-- BEGIN --

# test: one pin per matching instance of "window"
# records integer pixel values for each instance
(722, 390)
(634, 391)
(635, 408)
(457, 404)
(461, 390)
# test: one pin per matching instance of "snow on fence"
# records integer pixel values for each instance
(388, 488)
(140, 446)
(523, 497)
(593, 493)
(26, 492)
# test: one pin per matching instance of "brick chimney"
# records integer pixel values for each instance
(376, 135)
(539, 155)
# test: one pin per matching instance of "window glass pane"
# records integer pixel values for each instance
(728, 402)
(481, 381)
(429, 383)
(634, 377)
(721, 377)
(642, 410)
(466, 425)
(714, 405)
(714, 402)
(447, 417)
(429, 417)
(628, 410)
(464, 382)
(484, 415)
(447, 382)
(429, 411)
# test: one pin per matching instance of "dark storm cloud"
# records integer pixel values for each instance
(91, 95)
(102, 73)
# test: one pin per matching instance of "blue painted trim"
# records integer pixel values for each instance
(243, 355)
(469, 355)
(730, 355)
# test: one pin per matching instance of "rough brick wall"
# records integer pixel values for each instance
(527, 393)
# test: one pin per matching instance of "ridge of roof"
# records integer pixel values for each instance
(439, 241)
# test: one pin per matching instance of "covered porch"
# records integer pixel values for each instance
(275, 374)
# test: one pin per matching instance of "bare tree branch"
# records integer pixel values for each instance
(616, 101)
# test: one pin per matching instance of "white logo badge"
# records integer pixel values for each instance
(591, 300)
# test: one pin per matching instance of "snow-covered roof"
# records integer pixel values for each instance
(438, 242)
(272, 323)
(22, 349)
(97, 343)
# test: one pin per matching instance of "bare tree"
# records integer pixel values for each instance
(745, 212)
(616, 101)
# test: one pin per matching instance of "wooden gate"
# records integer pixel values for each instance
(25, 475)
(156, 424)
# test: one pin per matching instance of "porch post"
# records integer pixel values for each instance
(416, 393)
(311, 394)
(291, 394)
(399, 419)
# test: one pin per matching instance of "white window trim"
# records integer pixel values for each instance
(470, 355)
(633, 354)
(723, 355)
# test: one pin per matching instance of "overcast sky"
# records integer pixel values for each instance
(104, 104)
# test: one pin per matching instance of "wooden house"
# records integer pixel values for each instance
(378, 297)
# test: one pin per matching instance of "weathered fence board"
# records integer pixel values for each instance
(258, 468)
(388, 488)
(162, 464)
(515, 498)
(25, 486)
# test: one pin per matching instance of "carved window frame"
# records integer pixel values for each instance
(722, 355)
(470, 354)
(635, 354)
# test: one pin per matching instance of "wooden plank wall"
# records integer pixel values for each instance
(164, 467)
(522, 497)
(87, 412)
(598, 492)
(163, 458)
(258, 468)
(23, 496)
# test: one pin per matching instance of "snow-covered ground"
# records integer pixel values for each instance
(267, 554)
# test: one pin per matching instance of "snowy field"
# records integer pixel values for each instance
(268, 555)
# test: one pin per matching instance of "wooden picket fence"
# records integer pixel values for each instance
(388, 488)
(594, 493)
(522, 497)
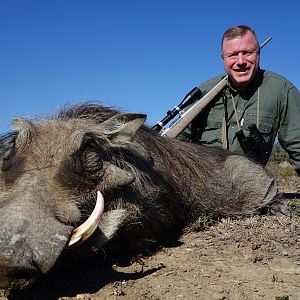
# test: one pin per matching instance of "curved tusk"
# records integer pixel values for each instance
(86, 229)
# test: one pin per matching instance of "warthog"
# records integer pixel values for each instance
(152, 186)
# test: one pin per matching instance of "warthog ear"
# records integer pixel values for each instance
(121, 128)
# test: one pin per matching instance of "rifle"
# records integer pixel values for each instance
(186, 118)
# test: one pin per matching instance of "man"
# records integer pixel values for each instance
(253, 97)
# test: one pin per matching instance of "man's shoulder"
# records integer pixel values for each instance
(209, 84)
(277, 79)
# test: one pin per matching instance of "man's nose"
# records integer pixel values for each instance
(240, 60)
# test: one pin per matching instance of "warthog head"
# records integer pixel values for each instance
(152, 186)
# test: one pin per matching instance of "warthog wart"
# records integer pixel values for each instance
(152, 186)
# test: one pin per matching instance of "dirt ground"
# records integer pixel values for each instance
(252, 258)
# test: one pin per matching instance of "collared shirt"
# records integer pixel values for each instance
(276, 114)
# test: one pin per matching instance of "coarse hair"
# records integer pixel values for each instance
(237, 31)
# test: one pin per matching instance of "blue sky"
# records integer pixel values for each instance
(135, 55)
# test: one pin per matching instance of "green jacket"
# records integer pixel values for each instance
(276, 113)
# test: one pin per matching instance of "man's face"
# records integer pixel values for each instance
(241, 59)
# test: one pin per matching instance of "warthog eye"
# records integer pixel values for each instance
(7, 150)
(91, 157)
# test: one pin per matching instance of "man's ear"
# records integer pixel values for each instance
(121, 128)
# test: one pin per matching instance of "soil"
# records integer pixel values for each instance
(250, 258)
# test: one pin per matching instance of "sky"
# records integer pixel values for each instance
(133, 55)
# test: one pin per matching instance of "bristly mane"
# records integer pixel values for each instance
(86, 110)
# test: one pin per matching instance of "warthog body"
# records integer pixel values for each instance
(152, 186)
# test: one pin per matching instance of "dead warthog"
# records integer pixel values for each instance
(152, 186)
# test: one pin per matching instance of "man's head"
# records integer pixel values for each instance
(241, 55)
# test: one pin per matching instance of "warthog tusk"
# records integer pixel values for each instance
(86, 229)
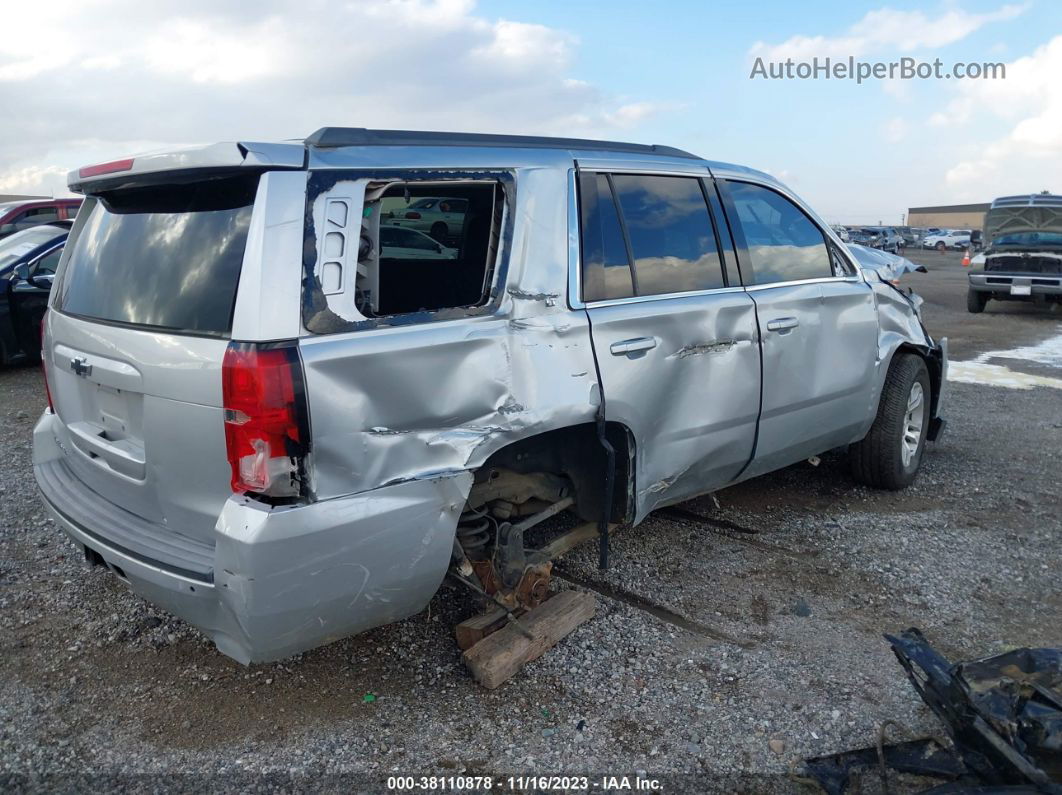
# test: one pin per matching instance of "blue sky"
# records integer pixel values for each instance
(102, 80)
(828, 139)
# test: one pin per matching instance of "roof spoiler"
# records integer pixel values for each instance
(186, 163)
(335, 137)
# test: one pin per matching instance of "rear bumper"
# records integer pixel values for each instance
(280, 580)
(1000, 283)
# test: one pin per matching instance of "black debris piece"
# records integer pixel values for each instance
(1003, 715)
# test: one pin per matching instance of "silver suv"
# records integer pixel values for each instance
(269, 422)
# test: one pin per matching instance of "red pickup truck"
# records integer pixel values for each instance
(27, 212)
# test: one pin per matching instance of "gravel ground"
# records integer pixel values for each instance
(715, 661)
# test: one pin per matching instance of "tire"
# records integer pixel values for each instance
(888, 456)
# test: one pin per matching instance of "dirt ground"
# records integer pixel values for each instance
(717, 658)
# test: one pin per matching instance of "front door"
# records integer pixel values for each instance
(675, 344)
(818, 325)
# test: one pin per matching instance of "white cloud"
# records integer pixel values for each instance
(1029, 156)
(887, 30)
(896, 130)
(123, 72)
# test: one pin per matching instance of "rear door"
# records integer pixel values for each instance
(675, 341)
(141, 314)
(818, 325)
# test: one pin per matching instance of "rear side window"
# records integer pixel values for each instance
(783, 243)
(163, 257)
(606, 270)
(646, 236)
(672, 242)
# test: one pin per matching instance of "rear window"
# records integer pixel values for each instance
(163, 257)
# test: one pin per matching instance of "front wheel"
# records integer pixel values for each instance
(889, 455)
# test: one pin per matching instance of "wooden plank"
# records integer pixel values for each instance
(472, 631)
(567, 541)
(501, 654)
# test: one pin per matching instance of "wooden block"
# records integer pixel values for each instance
(474, 629)
(501, 654)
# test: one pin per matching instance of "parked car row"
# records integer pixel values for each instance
(27, 213)
(884, 238)
(28, 262)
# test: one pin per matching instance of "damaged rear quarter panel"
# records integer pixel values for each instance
(399, 401)
(298, 576)
(898, 324)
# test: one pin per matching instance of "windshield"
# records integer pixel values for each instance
(165, 257)
(1030, 239)
(17, 245)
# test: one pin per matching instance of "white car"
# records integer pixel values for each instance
(440, 217)
(411, 244)
(947, 239)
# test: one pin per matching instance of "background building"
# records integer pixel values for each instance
(948, 217)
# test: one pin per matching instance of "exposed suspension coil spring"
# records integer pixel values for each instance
(474, 533)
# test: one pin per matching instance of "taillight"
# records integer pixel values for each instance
(44, 359)
(267, 428)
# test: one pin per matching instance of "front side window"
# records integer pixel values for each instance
(783, 243)
(48, 263)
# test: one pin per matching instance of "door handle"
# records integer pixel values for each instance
(633, 346)
(782, 324)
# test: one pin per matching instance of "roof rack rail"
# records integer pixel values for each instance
(332, 137)
(1029, 200)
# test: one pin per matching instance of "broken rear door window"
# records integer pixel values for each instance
(397, 247)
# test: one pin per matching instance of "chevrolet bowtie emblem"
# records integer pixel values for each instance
(81, 367)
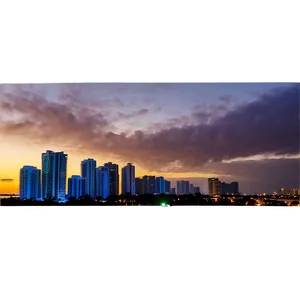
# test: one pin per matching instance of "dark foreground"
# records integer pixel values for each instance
(98, 212)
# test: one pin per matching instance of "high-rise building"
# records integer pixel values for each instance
(128, 179)
(229, 188)
(54, 175)
(186, 187)
(102, 182)
(76, 186)
(213, 186)
(113, 178)
(234, 187)
(88, 171)
(196, 189)
(139, 186)
(167, 186)
(30, 183)
(160, 185)
(183, 187)
(191, 188)
(148, 184)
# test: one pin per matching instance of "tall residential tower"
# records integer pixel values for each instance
(88, 171)
(128, 179)
(30, 183)
(54, 175)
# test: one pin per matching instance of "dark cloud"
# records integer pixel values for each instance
(227, 99)
(268, 125)
(134, 114)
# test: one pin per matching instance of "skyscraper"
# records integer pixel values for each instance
(183, 187)
(54, 174)
(196, 189)
(139, 186)
(160, 185)
(149, 184)
(229, 188)
(191, 188)
(113, 178)
(76, 186)
(128, 179)
(102, 182)
(88, 171)
(30, 183)
(167, 186)
(214, 186)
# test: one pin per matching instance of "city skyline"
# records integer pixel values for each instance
(243, 131)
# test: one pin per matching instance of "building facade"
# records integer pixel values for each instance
(102, 182)
(128, 179)
(160, 185)
(149, 184)
(113, 178)
(229, 188)
(183, 187)
(214, 186)
(167, 186)
(54, 175)
(196, 189)
(88, 171)
(139, 186)
(30, 183)
(76, 186)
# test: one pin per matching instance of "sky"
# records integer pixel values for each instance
(245, 131)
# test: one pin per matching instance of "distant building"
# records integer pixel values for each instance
(148, 184)
(76, 186)
(102, 182)
(88, 171)
(191, 188)
(128, 179)
(196, 189)
(213, 186)
(54, 175)
(294, 192)
(183, 187)
(167, 186)
(139, 186)
(160, 185)
(113, 178)
(30, 183)
(229, 188)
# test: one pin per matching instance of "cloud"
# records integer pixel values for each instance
(268, 125)
(134, 114)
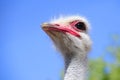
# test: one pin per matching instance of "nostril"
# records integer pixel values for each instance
(57, 25)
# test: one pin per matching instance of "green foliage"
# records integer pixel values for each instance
(103, 70)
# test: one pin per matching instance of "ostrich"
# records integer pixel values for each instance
(70, 36)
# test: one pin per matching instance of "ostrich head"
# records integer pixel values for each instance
(70, 36)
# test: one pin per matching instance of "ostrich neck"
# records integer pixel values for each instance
(75, 67)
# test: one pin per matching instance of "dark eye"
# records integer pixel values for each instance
(80, 26)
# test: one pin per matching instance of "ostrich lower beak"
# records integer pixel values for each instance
(51, 27)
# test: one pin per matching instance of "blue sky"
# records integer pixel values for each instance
(26, 52)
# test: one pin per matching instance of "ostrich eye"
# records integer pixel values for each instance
(80, 26)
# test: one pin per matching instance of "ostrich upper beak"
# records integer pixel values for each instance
(52, 27)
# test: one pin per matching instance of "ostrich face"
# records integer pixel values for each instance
(69, 34)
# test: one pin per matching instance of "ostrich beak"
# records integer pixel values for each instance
(53, 27)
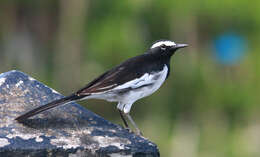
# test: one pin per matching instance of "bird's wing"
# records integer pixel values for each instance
(128, 74)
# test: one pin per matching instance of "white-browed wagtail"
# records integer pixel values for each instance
(126, 83)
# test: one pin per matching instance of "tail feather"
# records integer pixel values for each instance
(48, 106)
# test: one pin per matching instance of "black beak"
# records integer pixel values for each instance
(177, 46)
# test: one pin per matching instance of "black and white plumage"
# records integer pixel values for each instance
(126, 83)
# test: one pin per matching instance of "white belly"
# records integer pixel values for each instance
(138, 88)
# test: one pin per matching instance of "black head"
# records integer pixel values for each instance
(166, 47)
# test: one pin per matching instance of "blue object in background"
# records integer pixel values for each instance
(230, 48)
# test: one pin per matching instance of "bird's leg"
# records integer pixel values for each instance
(123, 118)
(133, 123)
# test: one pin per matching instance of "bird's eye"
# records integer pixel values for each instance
(163, 47)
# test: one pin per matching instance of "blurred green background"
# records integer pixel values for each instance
(209, 106)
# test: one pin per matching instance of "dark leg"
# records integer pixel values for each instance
(123, 118)
(133, 123)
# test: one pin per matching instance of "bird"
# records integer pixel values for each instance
(133, 79)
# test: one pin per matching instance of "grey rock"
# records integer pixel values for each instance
(69, 130)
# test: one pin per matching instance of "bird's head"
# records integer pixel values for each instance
(166, 47)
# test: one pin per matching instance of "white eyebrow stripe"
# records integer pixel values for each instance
(167, 43)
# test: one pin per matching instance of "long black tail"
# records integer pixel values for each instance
(50, 105)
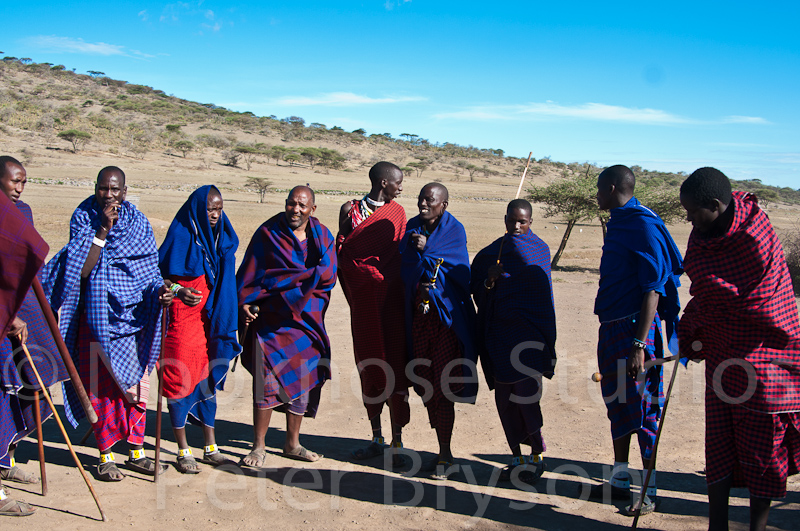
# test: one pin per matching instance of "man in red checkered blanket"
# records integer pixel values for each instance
(743, 322)
(370, 230)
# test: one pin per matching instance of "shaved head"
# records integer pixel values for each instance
(621, 177)
(520, 204)
(384, 170)
(445, 195)
(111, 170)
(306, 189)
(5, 160)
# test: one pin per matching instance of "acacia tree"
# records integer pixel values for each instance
(419, 166)
(78, 139)
(248, 154)
(184, 146)
(261, 186)
(570, 197)
(573, 197)
(312, 155)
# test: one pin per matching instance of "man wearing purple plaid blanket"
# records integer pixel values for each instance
(108, 286)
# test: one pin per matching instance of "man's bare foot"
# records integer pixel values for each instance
(108, 471)
(255, 458)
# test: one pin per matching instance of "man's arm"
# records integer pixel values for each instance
(345, 227)
(109, 216)
(647, 313)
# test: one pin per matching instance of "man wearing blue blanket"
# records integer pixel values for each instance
(639, 279)
(516, 334)
(440, 318)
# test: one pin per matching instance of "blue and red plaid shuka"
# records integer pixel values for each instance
(631, 409)
(450, 298)
(639, 256)
(121, 298)
(518, 309)
(743, 313)
(18, 375)
(292, 293)
(22, 252)
(192, 248)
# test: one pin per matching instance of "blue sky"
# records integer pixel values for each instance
(670, 87)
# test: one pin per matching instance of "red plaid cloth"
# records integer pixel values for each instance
(743, 308)
(744, 311)
(118, 419)
(759, 450)
(186, 344)
(435, 346)
(369, 272)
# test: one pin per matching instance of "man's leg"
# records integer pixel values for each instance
(618, 486)
(292, 444)
(718, 494)
(446, 416)
(759, 513)
(261, 418)
(185, 462)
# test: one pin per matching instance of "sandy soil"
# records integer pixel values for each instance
(338, 493)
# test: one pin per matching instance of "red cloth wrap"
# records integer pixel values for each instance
(743, 312)
(186, 344)
(369, 272)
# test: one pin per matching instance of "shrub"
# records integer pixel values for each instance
(791, 248)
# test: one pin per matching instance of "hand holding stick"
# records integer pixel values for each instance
(519, 190)
(64, 431)
(252, 315)
(62, 349)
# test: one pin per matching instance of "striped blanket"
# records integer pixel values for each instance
(121, 298)
(292, 292)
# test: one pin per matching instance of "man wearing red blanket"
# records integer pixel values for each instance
(370, 230)
(743, 322)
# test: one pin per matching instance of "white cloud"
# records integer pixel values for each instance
(54, 43)
(600, 112)
(391, 4)
(744, 120)
(193, 13)
(343, 99)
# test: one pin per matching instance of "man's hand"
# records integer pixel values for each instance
(495, 272)
(190, 296)
(249, 316)
(165, 296)
(109, 216)
(19, 329)
(418, 241)
(635, 362)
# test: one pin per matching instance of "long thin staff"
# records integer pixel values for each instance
(62, 349)
(159, 408)
(254, 309)
(652, 465)
(519, 190)
(64, 432)
(37, 413)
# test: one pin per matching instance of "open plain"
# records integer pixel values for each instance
(338, 493)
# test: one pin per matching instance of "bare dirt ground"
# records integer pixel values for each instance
(338, 493)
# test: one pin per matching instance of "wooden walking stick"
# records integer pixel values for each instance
(62, 349)
(646, 481)
(159, 407)
(254, 309)
(64, 431)
(519, 190)
(37, 413)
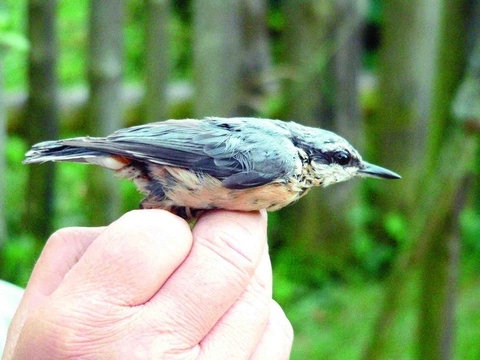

-- END --

Pick out every line of the entries that contains the word "roof". Case counts.

§ **Task response**
# test: one pin per matching instance of "ridge of roof"
# test: one pin per matching instance of "snow-covered roof"
# test: one pin per matching instance of "roof spoiler"
# test: one pin per matching instance of "roof rack rail"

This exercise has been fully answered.